» SUPPLIED TEXT
━━━━━━
# Optoma HD300X screen delay?



## graham01 (Apr 26, 2014)

Hi everyone,

I hope someone can help me solve my issue, I purchased an Optoma HD300X 3D 1080p projector from ebay, it was cheap because it was missing a bulb (and therefore has no warranty either) I replaced the bulb and initially it seemed to work perfectly well.

Several years ago I had another similar projector, the Optoma HD20 which is 1080p. I bought this one new, and it was probably the best thing I ever owned, I had it for 2 years and used it pretty much every day on PS3 and watching blu ray films on my laptop. It was extremely smooth, and I never had an issue with any response time/delay. I played COD Black Ops and Black Ops 2 on the HD20, and the response time seemed almost instant.

The Optoma HD300X seems to have a delay of about half a second when I play these games through it, it makes it literally impossible to play online. The motion on the screen is smooth, but every action is just half a second late. I am not running anything in 3D, I have disabled as many 3D options within the PS3 settings, the game setting, and the projector itself. It seems some people have had the same issue but resolved it by disabling some 3D settings. 

It is the same thing with just scrolling through the menus on the PS3 screen, but not as noticeable as when playing a game. I also plugged my laptop in to the projector, and the cursor movement seems about half a second late too. 

All the above statements convinced me the delay is in the projector, the strange thing is, when I have my projector connected to the PS3, I have the audio routed through the scart to my speakers. If I stream something through BBC iPlayer/4od (on the PS3) the lip sync is perfect! So to me this means there is no delay in the projector??

I also have 2 PS3's and I have tested them both and give exactly the same results. 

I have also tried limiting the PS3 output to 720p and 576p (which looks disgusting on a 120" screen) but the delay is exactly the same.

I really hope someone can help me with this, it would be highly appreciated!

Kind Regards,
Graham


----------



## mechman (Feb 8, 2007)

Input lag is something that plagues some projectors aas well as some displays. Are you running your hdmi cables through a receiver? If so, try adn run them directly to the projector and see if that helps.


----------



## graham01 (Apr 26, 2014)

Thanks for your reply, no I am not running through a receiver, just straight through from PS3 to projector. 

I have read there is some bad projectors, but I believe Optoma are a very good brand. Like I said, I used to own an Optoma HD20 and the response time was superb, I expected the same if not better from the HD300X as it is newer and more expensive. 

I would like to flash a different version of firmware, does anyone know how to do this? It has a USB service port on the back. Current firmware version is C07 which is slightly strange as I have read on forums people have C04 or C05. I would like to try to flash to C04 if it is possible.

Thanks,
Graham


----------
━━━━━━
» CHALLENGE A
Return every line from the records below that contains the word "spruce". Case counts.
━━━━━━
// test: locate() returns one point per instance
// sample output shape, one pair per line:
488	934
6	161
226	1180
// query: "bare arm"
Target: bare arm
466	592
━━━━━━
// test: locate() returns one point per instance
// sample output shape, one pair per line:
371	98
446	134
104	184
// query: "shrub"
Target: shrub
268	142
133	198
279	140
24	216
━━━━━━
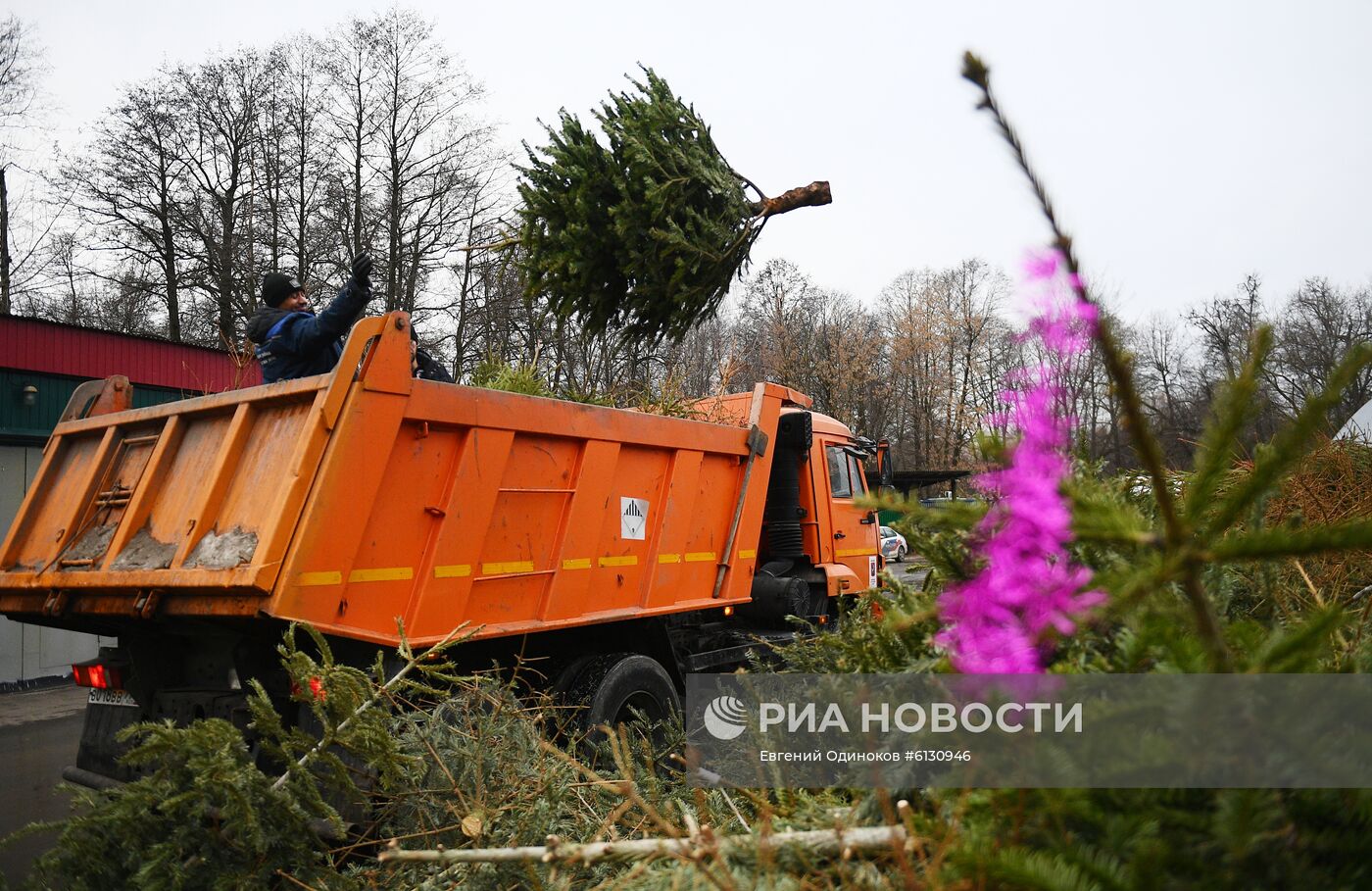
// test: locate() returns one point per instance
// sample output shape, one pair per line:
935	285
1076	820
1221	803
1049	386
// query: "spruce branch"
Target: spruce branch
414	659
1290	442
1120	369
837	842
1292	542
━━━━━━
» CHALLENGE B
Answer these questions about the projector thread above:
(i) Which projector did Graham own several years before the HD300X?
(ii) What firmware version is currently on the HD300X?
(iii) To which two resolutions did Graham try limiting the PS3 output?

» EXERCISE SOLUTION A
// query: "spruce branch"
Target: spruce branch

» EXERCISE SOLUTION B
(i) The Optoma HD20.
(ii) C07.
(iii) 720p and 576p.